Given data: Begin

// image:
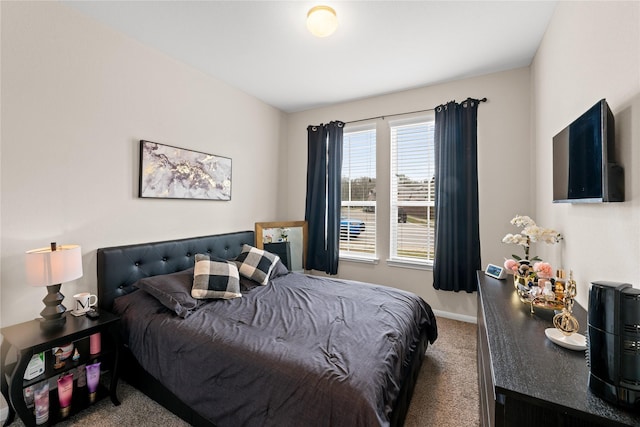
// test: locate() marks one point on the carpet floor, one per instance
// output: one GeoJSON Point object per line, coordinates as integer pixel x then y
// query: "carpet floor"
{"type": "Point", "coordinates": [446, 393]}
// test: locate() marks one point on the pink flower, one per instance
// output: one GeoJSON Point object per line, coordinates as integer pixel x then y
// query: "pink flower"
{"type": "Point", "coordinates": [543, 269]}
{"type": "Point", "coordinates": [511, 265]}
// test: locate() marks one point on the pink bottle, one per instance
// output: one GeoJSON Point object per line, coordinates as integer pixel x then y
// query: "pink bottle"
{"type": "Point", "coordinates": [94, 343]}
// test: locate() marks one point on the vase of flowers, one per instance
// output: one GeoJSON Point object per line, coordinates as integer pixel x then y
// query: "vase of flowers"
{"type": "Point", "coordinates": [527, 270]}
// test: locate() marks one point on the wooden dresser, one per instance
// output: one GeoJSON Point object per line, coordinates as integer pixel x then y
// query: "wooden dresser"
{"type": "Point", "coordinates": [525, 379]}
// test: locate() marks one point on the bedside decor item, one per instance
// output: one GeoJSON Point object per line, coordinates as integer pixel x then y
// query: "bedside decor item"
{"type": "Point", "coordinates": [50, 267]}
{"type": "Point", "coordinates": [93, 379]}
{"type": "Point", "coordinates": [84, 301]}
{"type": "Point", "coordinates": [527, 271]}
{"type": "Point", "coordinates": [95, 341]}
{"type": "Point", "coordinates": [495, 271]}
{"type": "Point", "coordinates": [35, 366]}
{"type": "Point", "coordinates": [65, 394]}
{"type": "Point", "coordinates": [168, 172]}
{"type": "Point", "coordinates": [66, 350]}
{"type": "Point", "coordinates": [577, 342]}
{"type": "Point", "coordinates": [565, 322]}
{"type": "Point", "coordinates": [41, 398]}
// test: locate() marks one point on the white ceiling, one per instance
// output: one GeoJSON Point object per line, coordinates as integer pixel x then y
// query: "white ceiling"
{"type": "Point", "coordinates": [264, 48]}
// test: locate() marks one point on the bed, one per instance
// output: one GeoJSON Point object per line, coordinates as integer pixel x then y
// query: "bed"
{"type": "Point", "coordinates": [299, 350]}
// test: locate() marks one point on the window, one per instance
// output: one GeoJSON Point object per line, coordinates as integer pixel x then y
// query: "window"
{"type": "Point", "coordinates": [412, 228]}
{"type": "Point", "coordinates": [358, 210]}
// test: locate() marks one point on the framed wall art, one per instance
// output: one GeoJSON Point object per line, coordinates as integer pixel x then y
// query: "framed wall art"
{"type": "Point", "coordinates": [168, 172]}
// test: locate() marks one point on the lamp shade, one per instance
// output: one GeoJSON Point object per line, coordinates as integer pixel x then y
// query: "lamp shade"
{"type": "Point", "coordinates": [47, 267]}
{"type": "Point", "coordinates": [322, 21]}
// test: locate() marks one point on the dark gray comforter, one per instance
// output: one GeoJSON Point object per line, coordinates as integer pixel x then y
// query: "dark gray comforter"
{"type": "Point", "coordinates": [300, 351]}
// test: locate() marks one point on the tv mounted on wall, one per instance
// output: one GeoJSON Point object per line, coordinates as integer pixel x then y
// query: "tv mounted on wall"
{"type": "Point", "coordinates": [584, 167]}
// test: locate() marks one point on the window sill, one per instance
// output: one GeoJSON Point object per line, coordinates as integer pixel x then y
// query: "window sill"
{"type": "Point", "coordinates": [361, 259]}
{"type": "Point", "coordinates": [402, 263]}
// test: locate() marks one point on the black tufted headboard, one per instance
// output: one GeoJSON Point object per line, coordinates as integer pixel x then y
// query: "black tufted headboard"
{"type": "Point", "coordinates": [119, 267]}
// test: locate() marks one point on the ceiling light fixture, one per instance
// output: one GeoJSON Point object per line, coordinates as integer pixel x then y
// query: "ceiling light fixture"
{"type": "Point", "coordinates": [322, 21]}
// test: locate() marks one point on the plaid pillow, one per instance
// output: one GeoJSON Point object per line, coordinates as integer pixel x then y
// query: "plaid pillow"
{"type": "Point", "coordinates": [215, 279]}
{"type": "Point", "coordinates": [256, 264]}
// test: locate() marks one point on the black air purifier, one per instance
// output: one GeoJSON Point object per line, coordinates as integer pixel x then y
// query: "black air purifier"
{"type": "Point", "coordinates": [614, 343]}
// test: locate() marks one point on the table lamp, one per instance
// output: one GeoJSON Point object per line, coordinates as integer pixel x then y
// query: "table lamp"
{"type": "Point", "coordinates": [50, 267]}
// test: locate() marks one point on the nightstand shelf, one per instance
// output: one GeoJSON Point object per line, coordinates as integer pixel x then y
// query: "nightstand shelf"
{"type": "Point", "coordinates": [27, 339]}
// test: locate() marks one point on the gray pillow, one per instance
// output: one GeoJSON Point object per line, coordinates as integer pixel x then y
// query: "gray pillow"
{"type": "Point", "coordinates": [172, 290]}
{"type": "Point", "coordinates": [256, 264]}
{"type": "Point", "coordinates": [215, 279]}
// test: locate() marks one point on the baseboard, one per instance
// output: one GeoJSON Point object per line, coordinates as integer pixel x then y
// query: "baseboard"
{"type": "Point", "coordinates": [456, 316]}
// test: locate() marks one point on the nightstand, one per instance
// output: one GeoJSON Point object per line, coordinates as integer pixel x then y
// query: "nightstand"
{"type": "Point", "coordinates": [27, 339]}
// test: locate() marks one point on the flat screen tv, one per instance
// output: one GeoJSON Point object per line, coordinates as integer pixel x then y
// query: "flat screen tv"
{"type": "Point", "coordinates": [584, 167]}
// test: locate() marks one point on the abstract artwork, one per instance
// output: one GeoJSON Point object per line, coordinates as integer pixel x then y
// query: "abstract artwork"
{"type": "Point", "coordinates": [176, 173]}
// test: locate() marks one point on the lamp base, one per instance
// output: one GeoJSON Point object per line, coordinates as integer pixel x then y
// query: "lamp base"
{"type": "Point", "coordinates": [53, 313]}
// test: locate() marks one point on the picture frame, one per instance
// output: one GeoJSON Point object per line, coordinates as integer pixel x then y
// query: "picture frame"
{"type": "Point", "coordinates": [168, 172]}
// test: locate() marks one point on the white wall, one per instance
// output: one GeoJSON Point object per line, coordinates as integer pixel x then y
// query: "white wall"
{"type": "Point", "coordinates": [590, 51]}
{"type": "Point", "coordinates": [76, 99]}
{"type": "Point", "coordinates": [504, 172]}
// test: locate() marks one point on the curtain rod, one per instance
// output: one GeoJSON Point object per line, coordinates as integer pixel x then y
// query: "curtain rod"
{"type": "Point", "coordinates": [402, 114]}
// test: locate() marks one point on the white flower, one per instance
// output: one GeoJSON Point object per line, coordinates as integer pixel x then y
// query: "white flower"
{"type": "Point", "coordinates": [530, 233]}
{"type": "Point", "coordinates": [522, 221]}
{"type": "Point", "coordinates": [517, 239]}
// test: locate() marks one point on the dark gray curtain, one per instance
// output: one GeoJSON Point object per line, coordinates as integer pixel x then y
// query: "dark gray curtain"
{"type": "Point", "coordinates": [322, 211]}
{"type": "Point", "coordinates": [457, 243]}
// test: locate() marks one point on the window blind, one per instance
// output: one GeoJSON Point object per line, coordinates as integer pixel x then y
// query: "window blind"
{"type": "Point", "coordinates": [412, 229]}
{"type": "Point", "coordinates": [358, 211]}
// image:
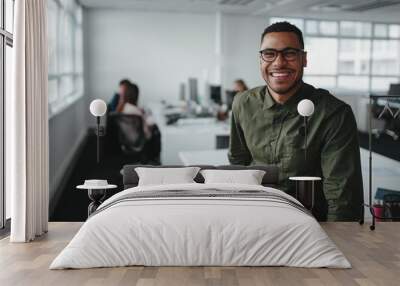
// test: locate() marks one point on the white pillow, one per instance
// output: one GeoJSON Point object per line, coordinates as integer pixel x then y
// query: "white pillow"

Given data: End

What the answer must hold: all the data above, given again exactly, without pictures.

// image:
// test: locate() marks one point on the carpet floor, one per instance
// output: one GeoJSON Point object per line, coordinates as integer pixel x then y
// query: "carpet floor"
{"type": "Point", "coordinates": [446, 393]}
// test: locate() marks one point on the pink flower, one per instance
// output: one GeoJSON Point object per line, coordinates as integer pixel x then y
// query: "pink flower"
{"type": "Point", "coordinates": [543, 269]}
{"type": "Point", "coordinates": [511, 265]}
// test: locate() marks one point on the pink bottle, one per instance
// output: one GeoJSON Point object per line, coordinates as integer pixel x then y
// query: "pink bottle"
{"type": "Point", "coordinates": [94, 343]}
// test: locate() marks one point on the vase of flowers, one per instance
// output: one GeoJSON Point object per line, coordinates as integer pixel x then y
// query: "vase of flowers"
{"type": "Point", "coordinates": [527, 270]}
// test: locate() marks one point on the wooden dresser, one per instance
// output: one GeoJSON Point object per line, coordinates as integer pixel x then y
// query: "wooden dresser"
{"type": "Point", "coordinates": [525, 379]}
// test: locate() marks one point on the bedside decor item, one per instance
// output: one GeoJSON Point object per line, coordinates as integer pixel x then y
// query: "bedside decor item"
{"type": "Point", "coordinates": [50, 267]}
{"type": "Point", "coordinates": [93, 379]}
{"type": "Point", "coordinates": [84, 301]}
{"type": "Point", "coordinates": [527, 271]}
{"type": "Point", "coordinates": [95, 341]}
{"type": "Point", "coordinates": [495, 271]}
{"type": "Point", "coordinates": [35, 366]}
{"type": "Point", "coordinates": [65, 394]}
{"type": "Point", "coordinates": [168, 172]}
{"type": "Point", "coordinates": [66, 350]}
{"type": "Point", "coordinates": [577, 342]}
{"type": "Point", "coordinates": [565, 322]}
{"type": "Point", "coordinates": [41, 398]}
// test: locate() marks one point on the white ceiling, one per instance
// output: one GeoJSON Point object per line, coordinates as integer pixel x then y
// query: "white ceiling"
{"type": "Point", "coordinates": [264, 48]}
// test: locate() marks one point on the bed, one per instance
// output: one GeoJSON Point object per line, coordinates as integer pixel x then y
// query: "bed"
{"type": "Point", "coordinates": [299, 350]}
// test: locate() marks one point on the window, one per instance
// output: one GeoJSON Point object per line, coordinates as integer pixel x then y
// query: "window"
{"type": "Point", "coordinates": [412, 228]}
{"type": "Point", "coordinates": [358, 210]}
// test: locate() marks one point on the framed wall art, one per instance
// output: one GeoJSON Point object per line, coordinates as integer pixel x then y
// query: "framed wall art"
{"type": "Point", "coordinates": [168, 172]}
// test: locate() marks one point on the lamp shade, one per instance
// output: one GeoJSON Point object per line, coordinates as integer pixel x then y
// query: "lamp shade"
{"type": "Point", "coordinates": [47, 267]}
{"type": "Point", "coordinates": [322, 21]}
// test: locate() marks one point on the dark gray comforter, one per instance
// output: one GeoJSON Point object per line, coordinates as integer pixel x then y
// query: "dark gray comforter"
{"type": "Point", "coordinates": [300, 351]}
// test: locate() marks one point on the tv mounted on wall, one per instance
// output: one GeoJSON Point object per line, coordinates as integer pixel x then y
// query: "tv mounted on wall"
{"type": "Point", "coordinates": [584, 167]}
// test: locate() marks one point on the window sill, one per instance
// output: one GeoJSON Point object per line, coordinates as integer pixel x then y
// query: "window sill"
{"type": "Point", "coordinates": [361, 259]}
{"type": "Point", "coordinates": [402, 263]}
// test: locate() marks one point on the black tufted headboard, one per instance
// output: one GeoJSON Point object per line, coordinates as integer pixel x then y
// query: "black tufted headboard"
{"type": "Point", "coordinates": [119, 267]}
// test: locate() marks one point on the ceiling light fixture, one per instance
// output: one GeoJSON Point object per line, coordinates as integer pixel x then y
// query: "ceiling light fixture"
{"type": "Point", "coordinates": [322, 21]}
// test: locate() marks one point on the plaid pillow, one per instance
// output: one GeoJSON Point object per line, coordinates as integer pixel x then y
// query: "plaid pillow"
{"type": "Point", "coordinates": [215, 279]}
{"type": "Point", "coordinates": [256, 264]}
// test: locate() marks one point on the black air purifier, one per instance
// output: one GeoJSON Point object per line, coordinates as integer pixel x then y
// query: "black air purifier"
{"type": "Point", "coordinates": [614, 343]}
// test: locate() marks one point on the table lamp, one per instance
// output: one GeoJSON Point object per line, coordinates as integer pixel x then y
// query: "table lamp"
{"type": "Point", "coordinates": [50, 267]}
// test: locate() marks one point on the nightstand shelf, one per instance
// output: one GeoJSON Point object per line, coordinates as integer pixel x then y
// query: "nightstand shelf"
{"type": "Point", "coordinates": [27, 339]}
// test: locate() marks one point on the gray pillow, one per instance
// output: one GeoJSON Point object per line, coordinates as integer pixel x then y
// query: "gray pillow"
{"type": "Point", "coordinates": [172, 290]}
{"type": "Point", "coordinates": [256, 264]}
{"type": "Point", "coordinates": [215, 279]}
// test: locate() marks one point on the baseboard, one per instance
// output: one GeoJSON Point object per line, coordinates as integer pixel x then y
// query: "baseboard"
{"type": "Point", "coordinates": [456, 316]}
// test: locate() marks one point on the nightstand, one per instance
// output: one GeoJSON Point object per line, coordinates as integer pixel x then y
// query: "nightstand"
{"type": "Point", "coordinates": [27, 339]}
// test: locate() marks one point on the flat screen tv, one per instance
// output: one GeoJSON Point object per line, coordinates as integer pixel x then y
// query: "flat screen tv"
{"type": "Point", "coordinates": [584, 167]}
// test: locate() marks one point on the abstract artwork, one per instance
// output: one GeoJSON Point object per line, coordinates as integer pixel x then y
// query: "abstract artwork"
{"type": "Point", "coordinates": [176, 173]}
// test: locate() marks one point on the lamp base, one per instance
// output: one GeoJSON Point object per line, coordinates as integer pixel x then y
// query: "lamp base"
{"type": "Point", "coordinates": [53, 313]}
// test: locate() marks one point on the picture frame, one per instance
// output: one GeoJSON Point object per line, coordinates as integer pixel x then y
// query: "picture frame"
{"type": "Point", "coordinates": [168, 172]}
// test: locate() marks one point on the white wall, one per instance
// output: one GeoJSON Point object per line, coordinates as integer pixel x then y
// query: "white wall"
{"type": "Point", "coordinates": [590, 51]}
{"type": "Point", "coordinates": [76, 99]}
{"type": "Point", "coordinates": [504, 172]}
// test: locate() marks one point on the curtain rod, one per instance
// output: one GeoJSON Point object per line, coordinates as integer pixel x then y
// query: "curtain rod"
{"type": "Point", "coordinates": [402, 114]}
// test: locate() marks one point on the white flower, one per instance
// output: one GeoJSON Point object per line, coordinates as integer pixel x then y
// query: "white flower"
{"type": "Point", "coordinates": [530, 233]}
{"type": "Point", "coordinates": [522, 221]}
{"type": "Point", "coordinates": [517, 239]}
// test: locate() marks one point on the dark gray curtain, one per instance
// output: one GeoJSON Point object per line, coordinates as integer pixel x then y
// query: "dark gray curtain"
{"type": "Point", "coordinates": [322, 211]}
{"type": "Point", "coordinates": [457, 243]}
// test: locate() marks one point on the window blind, one per instance
// output: one GeoJSON Point object per line, coordinates as integer pixel x then y
// query: "window blind"
{"type": "Point", "coordinates": [412, 229]}
{"type": "Point", "coordinates": [358, 211]}
// image:
// test: locate() marks one point on the white pillow, one per instance
// output: one GeoJSON Point object per line, coordinates as integer pixel x then y
// query: "white pillow"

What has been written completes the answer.